▶ EXERCISE
Substitute "pavement" for "sidewalk" in the rows from the line with "Isolate the black car from this picture." to the line with "[613,233,636,277]", and write out only those lines again with everything else left as it is.

Dataset excerpt

_ _ _ _ _ _ _

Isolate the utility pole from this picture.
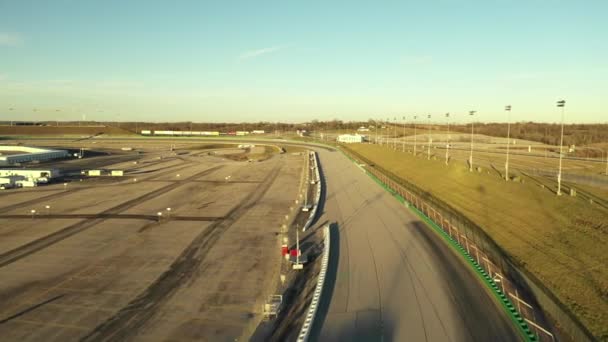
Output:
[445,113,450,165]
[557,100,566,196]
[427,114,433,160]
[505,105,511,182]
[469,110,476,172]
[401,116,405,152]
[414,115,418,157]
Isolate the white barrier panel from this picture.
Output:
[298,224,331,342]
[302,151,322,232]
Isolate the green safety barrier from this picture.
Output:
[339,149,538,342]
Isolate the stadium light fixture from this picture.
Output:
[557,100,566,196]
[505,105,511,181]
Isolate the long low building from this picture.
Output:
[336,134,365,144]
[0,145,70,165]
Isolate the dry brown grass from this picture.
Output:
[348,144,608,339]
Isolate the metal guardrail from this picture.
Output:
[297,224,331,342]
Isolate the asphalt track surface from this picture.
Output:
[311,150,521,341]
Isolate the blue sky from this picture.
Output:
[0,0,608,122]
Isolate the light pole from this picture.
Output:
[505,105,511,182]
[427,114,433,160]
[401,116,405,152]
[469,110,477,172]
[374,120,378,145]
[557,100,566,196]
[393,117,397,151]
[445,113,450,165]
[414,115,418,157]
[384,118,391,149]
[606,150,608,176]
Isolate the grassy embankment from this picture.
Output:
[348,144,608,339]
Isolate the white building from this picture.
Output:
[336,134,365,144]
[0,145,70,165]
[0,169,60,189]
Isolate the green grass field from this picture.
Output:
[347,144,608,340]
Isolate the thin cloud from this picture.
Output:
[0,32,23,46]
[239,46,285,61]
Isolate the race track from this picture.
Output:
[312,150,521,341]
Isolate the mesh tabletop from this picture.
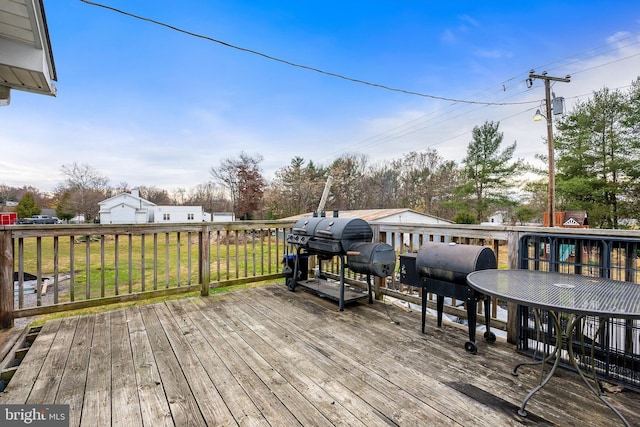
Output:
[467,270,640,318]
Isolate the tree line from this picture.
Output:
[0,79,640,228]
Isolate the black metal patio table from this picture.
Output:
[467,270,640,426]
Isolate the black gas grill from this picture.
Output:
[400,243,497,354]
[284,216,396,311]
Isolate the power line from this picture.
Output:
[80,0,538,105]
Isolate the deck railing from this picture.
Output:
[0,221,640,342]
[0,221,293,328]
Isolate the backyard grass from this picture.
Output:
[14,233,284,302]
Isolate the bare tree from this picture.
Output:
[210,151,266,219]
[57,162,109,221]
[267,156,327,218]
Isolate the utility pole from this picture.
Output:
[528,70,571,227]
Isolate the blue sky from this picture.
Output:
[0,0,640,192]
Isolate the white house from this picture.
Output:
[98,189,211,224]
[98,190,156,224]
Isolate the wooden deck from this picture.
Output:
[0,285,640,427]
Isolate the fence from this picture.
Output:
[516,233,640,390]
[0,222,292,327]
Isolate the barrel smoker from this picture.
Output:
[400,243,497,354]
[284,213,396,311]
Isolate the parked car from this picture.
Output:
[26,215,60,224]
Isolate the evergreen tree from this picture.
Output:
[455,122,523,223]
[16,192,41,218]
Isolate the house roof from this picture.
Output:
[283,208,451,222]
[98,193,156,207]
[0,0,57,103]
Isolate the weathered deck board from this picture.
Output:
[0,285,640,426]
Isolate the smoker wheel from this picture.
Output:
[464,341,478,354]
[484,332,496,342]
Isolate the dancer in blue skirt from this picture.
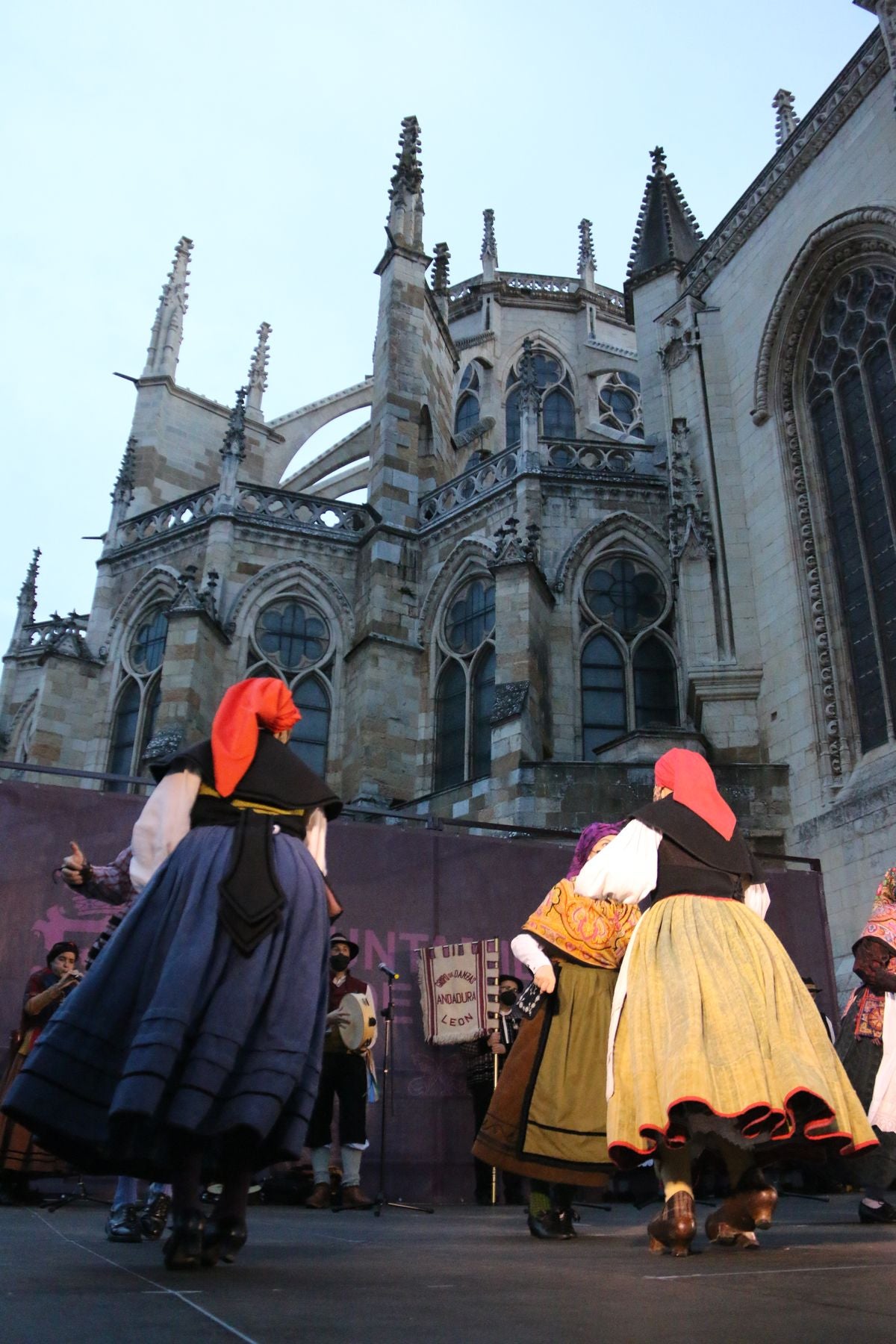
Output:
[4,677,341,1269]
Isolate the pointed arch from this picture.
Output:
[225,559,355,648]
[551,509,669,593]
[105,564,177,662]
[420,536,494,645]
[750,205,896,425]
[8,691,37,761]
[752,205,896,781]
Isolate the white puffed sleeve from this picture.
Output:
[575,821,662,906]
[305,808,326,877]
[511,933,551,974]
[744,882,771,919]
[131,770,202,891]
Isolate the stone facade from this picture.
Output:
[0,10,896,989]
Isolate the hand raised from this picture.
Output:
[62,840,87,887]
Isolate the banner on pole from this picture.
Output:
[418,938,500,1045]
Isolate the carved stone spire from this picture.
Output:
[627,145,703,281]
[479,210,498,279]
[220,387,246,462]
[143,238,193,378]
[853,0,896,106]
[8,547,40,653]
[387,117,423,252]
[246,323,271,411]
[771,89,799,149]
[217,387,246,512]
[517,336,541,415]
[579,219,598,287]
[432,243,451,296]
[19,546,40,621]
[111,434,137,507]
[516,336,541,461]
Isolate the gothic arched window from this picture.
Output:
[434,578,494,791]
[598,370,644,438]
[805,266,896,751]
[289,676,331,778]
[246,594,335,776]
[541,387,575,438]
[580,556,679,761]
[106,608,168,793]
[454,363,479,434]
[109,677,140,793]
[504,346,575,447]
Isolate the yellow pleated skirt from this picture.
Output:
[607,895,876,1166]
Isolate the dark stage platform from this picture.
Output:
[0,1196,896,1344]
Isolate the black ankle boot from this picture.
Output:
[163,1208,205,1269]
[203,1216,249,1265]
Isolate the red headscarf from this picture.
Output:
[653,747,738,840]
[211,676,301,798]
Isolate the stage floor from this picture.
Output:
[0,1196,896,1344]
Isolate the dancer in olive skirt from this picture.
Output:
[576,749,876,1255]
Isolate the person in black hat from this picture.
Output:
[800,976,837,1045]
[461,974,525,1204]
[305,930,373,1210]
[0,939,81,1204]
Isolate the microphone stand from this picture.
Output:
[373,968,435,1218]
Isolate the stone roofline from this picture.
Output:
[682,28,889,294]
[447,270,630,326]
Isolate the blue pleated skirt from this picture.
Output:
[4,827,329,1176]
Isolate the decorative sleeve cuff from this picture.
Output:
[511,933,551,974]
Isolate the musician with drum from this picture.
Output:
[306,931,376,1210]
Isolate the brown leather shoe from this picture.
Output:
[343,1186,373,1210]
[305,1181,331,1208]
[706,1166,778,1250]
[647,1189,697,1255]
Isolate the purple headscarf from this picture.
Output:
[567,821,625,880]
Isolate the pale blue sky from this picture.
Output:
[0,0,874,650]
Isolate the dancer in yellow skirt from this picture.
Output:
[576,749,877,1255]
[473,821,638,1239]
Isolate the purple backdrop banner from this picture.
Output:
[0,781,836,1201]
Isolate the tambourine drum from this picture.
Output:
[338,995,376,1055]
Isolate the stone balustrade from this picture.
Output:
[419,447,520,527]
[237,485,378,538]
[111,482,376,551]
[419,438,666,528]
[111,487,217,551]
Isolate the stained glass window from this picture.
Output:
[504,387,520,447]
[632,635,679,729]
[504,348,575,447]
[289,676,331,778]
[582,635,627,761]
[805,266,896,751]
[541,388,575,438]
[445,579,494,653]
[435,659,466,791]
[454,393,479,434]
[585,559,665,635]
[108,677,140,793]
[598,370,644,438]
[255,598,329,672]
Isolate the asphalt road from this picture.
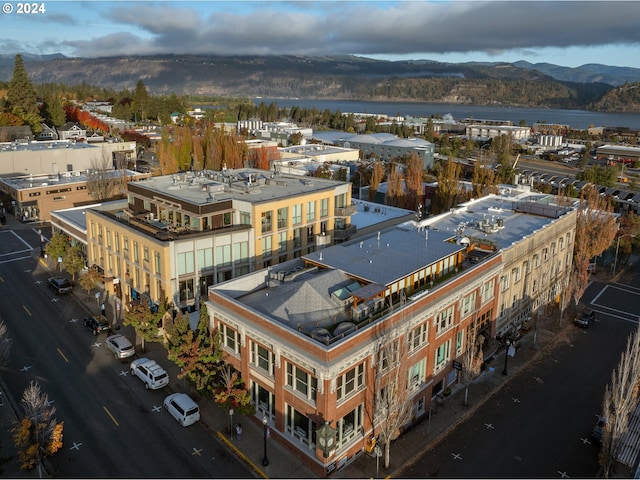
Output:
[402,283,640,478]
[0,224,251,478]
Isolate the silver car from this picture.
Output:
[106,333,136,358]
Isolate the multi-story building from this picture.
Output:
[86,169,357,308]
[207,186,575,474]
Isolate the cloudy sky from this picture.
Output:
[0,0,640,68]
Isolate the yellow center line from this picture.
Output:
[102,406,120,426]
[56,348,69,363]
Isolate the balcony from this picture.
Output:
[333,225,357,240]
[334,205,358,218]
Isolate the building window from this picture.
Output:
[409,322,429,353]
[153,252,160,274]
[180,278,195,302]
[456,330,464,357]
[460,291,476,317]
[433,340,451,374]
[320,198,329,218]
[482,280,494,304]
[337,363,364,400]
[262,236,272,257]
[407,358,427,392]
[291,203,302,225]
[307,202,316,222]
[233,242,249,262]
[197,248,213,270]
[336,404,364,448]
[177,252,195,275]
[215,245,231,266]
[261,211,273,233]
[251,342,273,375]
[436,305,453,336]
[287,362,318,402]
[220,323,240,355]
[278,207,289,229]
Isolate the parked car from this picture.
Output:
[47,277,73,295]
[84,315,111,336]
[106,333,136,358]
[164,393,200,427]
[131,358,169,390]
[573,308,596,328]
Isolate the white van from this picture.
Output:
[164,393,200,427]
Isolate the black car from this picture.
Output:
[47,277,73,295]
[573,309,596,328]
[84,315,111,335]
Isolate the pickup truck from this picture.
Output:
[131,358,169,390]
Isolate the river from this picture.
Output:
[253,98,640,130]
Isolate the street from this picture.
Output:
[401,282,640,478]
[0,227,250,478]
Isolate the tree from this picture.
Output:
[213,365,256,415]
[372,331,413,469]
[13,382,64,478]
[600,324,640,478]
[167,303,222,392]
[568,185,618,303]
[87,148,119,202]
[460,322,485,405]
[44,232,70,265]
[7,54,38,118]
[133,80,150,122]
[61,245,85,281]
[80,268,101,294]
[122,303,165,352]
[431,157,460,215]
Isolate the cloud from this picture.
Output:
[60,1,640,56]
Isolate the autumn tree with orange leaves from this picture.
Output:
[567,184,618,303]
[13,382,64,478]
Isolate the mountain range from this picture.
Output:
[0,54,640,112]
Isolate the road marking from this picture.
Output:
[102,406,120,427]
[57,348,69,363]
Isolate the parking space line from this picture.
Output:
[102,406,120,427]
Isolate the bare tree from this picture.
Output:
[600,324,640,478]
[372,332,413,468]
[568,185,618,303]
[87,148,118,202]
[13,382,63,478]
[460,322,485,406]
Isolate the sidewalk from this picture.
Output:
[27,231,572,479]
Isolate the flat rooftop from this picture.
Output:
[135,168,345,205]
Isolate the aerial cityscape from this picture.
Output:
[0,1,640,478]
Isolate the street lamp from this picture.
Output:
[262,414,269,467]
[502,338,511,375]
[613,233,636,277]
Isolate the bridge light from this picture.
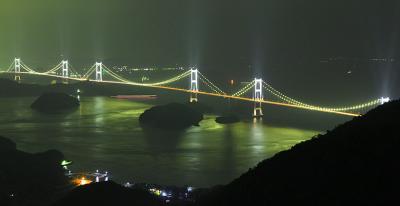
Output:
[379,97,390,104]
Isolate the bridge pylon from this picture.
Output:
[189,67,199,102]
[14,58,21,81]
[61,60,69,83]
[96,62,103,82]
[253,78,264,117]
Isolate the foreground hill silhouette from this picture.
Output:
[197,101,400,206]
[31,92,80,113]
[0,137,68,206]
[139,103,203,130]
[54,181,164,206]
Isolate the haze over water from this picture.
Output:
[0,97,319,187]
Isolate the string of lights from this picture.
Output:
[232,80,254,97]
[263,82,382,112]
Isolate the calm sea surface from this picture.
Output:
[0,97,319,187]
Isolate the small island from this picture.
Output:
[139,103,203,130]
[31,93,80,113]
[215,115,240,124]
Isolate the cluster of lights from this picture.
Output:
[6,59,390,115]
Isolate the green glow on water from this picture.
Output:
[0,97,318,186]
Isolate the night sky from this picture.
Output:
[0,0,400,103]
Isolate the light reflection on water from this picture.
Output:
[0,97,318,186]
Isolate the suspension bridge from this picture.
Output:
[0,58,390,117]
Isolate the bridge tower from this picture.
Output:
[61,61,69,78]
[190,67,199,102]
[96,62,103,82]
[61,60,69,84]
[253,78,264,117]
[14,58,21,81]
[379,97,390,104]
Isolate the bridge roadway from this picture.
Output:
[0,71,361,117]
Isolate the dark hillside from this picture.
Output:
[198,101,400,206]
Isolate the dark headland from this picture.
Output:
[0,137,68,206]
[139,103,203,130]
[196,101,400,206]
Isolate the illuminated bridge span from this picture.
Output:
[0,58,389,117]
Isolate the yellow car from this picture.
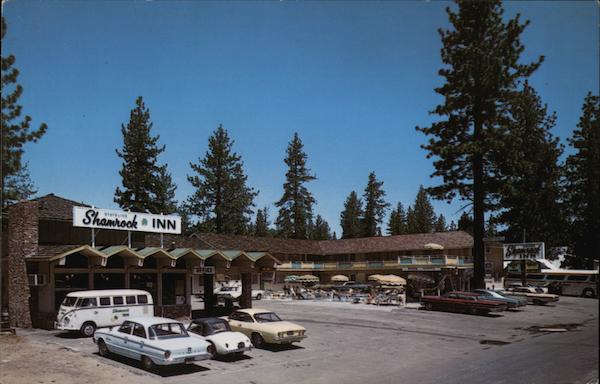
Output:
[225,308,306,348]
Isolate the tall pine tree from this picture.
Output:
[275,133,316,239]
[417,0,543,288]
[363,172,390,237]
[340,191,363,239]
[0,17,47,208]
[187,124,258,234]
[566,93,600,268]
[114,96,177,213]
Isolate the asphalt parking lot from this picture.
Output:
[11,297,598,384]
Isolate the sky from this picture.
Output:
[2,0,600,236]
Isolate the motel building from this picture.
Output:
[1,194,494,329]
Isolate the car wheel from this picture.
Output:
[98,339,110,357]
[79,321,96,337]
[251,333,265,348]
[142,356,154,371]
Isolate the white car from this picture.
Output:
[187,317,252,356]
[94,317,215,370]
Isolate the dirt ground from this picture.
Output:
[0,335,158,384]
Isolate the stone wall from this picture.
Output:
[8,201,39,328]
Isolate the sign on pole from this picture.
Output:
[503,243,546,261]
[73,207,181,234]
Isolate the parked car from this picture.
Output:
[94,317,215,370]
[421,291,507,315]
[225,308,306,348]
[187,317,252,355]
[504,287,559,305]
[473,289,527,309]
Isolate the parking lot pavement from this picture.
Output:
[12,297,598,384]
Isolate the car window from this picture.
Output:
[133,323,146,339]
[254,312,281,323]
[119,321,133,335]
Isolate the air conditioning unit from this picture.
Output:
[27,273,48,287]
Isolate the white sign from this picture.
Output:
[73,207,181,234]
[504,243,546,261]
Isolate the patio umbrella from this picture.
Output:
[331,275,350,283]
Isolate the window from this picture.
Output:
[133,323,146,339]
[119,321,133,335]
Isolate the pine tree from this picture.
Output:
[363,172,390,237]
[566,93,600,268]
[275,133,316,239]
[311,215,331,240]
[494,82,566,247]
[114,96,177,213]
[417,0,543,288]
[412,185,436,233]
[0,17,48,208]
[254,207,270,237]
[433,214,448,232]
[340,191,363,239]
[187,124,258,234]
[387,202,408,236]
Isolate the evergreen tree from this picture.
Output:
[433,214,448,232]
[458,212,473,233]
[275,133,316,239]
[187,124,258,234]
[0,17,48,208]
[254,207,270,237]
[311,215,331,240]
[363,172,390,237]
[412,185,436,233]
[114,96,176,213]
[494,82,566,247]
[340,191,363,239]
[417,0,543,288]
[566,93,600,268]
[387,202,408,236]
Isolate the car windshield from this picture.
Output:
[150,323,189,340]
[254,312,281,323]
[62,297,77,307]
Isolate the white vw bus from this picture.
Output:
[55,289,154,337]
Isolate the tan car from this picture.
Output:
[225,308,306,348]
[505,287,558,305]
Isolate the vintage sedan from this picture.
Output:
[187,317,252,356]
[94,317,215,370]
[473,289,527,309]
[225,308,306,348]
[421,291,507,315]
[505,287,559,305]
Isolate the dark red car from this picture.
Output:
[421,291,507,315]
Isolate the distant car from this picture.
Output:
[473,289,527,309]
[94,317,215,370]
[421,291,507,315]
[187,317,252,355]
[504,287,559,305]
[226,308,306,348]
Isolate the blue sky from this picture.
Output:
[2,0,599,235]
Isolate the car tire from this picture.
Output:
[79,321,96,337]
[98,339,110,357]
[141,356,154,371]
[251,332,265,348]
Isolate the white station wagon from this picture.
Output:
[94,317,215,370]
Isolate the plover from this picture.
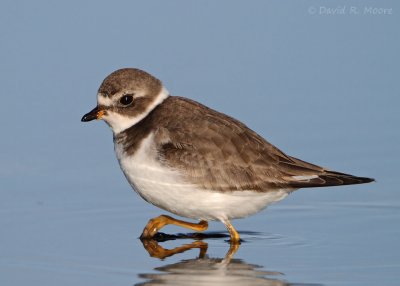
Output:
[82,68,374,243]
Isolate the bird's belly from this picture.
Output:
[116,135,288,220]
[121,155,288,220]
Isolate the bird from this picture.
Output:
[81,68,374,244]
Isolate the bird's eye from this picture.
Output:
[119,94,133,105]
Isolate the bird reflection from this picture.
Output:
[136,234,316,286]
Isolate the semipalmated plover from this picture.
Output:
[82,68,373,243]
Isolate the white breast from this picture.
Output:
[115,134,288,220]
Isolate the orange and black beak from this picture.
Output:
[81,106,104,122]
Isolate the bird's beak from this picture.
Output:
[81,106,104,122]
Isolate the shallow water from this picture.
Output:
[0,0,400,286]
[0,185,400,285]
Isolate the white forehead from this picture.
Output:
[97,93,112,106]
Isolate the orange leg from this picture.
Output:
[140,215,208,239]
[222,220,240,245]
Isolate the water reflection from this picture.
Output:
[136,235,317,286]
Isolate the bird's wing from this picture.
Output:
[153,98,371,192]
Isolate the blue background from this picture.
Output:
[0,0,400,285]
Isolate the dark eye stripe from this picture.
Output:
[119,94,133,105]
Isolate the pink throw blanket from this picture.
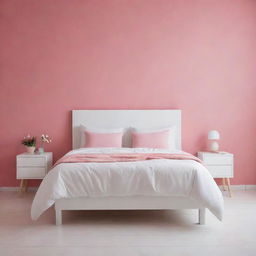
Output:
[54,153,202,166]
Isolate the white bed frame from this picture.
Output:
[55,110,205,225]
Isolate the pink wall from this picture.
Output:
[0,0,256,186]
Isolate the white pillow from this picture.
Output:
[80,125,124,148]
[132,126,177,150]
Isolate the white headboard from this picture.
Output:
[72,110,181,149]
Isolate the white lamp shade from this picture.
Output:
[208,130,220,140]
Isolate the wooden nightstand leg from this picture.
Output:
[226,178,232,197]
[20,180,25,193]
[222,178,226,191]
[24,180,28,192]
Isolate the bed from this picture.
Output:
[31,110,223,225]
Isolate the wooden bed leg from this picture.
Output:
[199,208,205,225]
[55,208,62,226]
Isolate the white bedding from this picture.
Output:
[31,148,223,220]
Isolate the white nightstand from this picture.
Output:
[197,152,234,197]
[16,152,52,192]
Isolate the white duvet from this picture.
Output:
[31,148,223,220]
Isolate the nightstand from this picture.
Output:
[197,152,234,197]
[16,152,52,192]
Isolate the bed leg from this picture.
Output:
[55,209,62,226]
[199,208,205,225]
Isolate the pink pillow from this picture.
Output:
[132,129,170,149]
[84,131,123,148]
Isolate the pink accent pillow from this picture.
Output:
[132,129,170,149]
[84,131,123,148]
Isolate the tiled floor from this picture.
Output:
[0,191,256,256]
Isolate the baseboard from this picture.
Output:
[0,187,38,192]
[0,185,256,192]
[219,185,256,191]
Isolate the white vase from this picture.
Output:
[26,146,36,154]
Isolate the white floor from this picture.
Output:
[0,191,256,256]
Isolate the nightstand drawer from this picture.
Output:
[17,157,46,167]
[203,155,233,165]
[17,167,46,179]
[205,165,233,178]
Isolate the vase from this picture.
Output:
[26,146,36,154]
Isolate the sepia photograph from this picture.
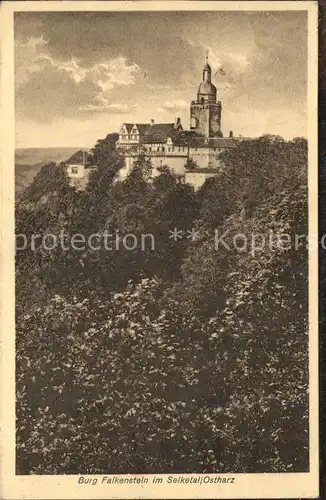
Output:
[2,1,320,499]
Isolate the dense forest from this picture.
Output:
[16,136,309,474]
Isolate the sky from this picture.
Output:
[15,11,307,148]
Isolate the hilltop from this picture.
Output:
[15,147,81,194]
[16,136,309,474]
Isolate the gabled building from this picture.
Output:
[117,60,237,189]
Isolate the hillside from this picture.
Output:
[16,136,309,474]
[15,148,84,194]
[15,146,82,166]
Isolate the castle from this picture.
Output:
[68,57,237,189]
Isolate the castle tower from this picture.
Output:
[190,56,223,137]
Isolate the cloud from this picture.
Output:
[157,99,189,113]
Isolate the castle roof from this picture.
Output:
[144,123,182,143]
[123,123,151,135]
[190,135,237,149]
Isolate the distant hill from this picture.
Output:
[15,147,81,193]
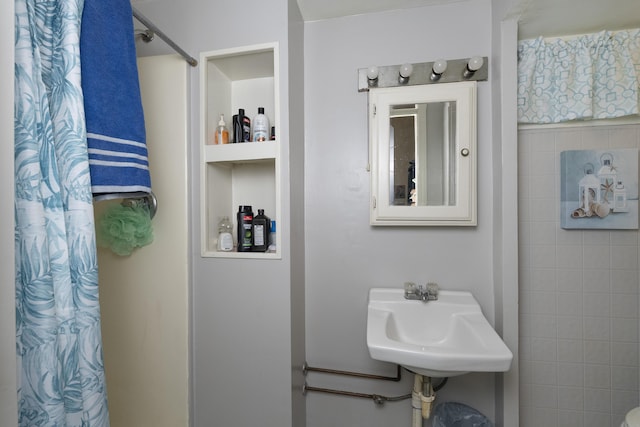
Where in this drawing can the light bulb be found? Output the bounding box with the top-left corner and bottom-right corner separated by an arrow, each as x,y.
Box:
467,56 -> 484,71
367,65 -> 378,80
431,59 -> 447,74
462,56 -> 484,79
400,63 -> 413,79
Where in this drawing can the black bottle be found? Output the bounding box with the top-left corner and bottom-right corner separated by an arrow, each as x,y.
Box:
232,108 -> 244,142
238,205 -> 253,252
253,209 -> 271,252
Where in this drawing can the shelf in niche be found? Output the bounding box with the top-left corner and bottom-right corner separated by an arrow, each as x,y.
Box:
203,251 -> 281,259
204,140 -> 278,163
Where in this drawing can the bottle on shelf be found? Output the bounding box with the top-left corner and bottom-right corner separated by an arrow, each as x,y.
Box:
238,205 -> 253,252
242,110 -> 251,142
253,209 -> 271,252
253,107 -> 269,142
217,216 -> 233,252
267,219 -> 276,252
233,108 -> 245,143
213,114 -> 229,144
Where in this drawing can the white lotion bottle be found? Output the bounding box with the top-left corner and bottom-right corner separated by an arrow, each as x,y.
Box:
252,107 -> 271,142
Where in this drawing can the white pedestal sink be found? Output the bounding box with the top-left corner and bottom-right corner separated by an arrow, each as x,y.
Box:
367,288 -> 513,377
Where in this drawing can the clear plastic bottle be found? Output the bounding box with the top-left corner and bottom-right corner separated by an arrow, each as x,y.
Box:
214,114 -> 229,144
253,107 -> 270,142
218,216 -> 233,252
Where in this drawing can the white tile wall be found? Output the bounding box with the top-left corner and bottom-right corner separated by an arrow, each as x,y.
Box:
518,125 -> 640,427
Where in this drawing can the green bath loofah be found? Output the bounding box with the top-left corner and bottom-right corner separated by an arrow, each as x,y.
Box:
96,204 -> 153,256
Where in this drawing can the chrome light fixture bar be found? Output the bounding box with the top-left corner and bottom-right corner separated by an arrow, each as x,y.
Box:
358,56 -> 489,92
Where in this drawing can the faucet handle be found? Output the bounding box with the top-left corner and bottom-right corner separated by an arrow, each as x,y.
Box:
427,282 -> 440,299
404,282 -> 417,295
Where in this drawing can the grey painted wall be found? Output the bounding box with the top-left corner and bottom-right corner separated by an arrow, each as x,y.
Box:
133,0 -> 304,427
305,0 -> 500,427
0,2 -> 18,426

_ _ _ _ _ _ _

▶ COMPLETE ANSWER
Isolate the black car from this picture.
Output:
[47,277,73,295]
[573,309,596,328]
[84,315,111,335]
Isolate the pickup truck from this picture.
Output:
[131,358,169,390]
Isolate the river from this picture.
Output:
[253,98,640,130]
Isolate the street from this picture.
Output:
[401,282,640,478]
[0,227,250,478]
Isolate the tree from this picture.
Output:
[213,365,256,415]
[372,331,413,469]
[13,382,64,478]
[600,324,640,478]
[167,303,222,392]
[568,185,618,303]
[87,148,119,202]
[460,322,485,405]
[44,232,70,265]
[7,54,38,118]
[133,80,150,122]
[61,245,85,281]
[80,268,101,294]
[122,303,165,352]
[431,157,460,215]
Isolate the cloud from this picture.
Output:
[60,1,640,56]
Isolate the autumn tree with orange leaves from this picture.
Output:
[567,184,618,303]
[13,382,64,478]
Isolate the mountain range from this picture.
Output:
[0,54,640,112]
Isolate the road marking from this picture.
Output:
[102,406,120,427]
[57,348,69,363]
Isolate the parking space line from this picture.
Output:
[102,406,120,427]
Isolate the bare tree from this picture.
Output:
[600,324,640,478]
[372,332,413,468]
[568,185,618,303]
[87,148,118,202]
[13,382,63,478]
[460,322,485,406]
Isolate the pavement from this picture.
Output:
[27,231,572,479]
Isolate the flat rooftop from this picture.
Output:
[135,168,345,205]
Isolate the aerial cityscape from this picture.
Output:
[0,1,640,478]
Isolate the street lamp from this picture.
Output:
[262,414,269,467]
[502,338,511,375]
[613,233,636,277]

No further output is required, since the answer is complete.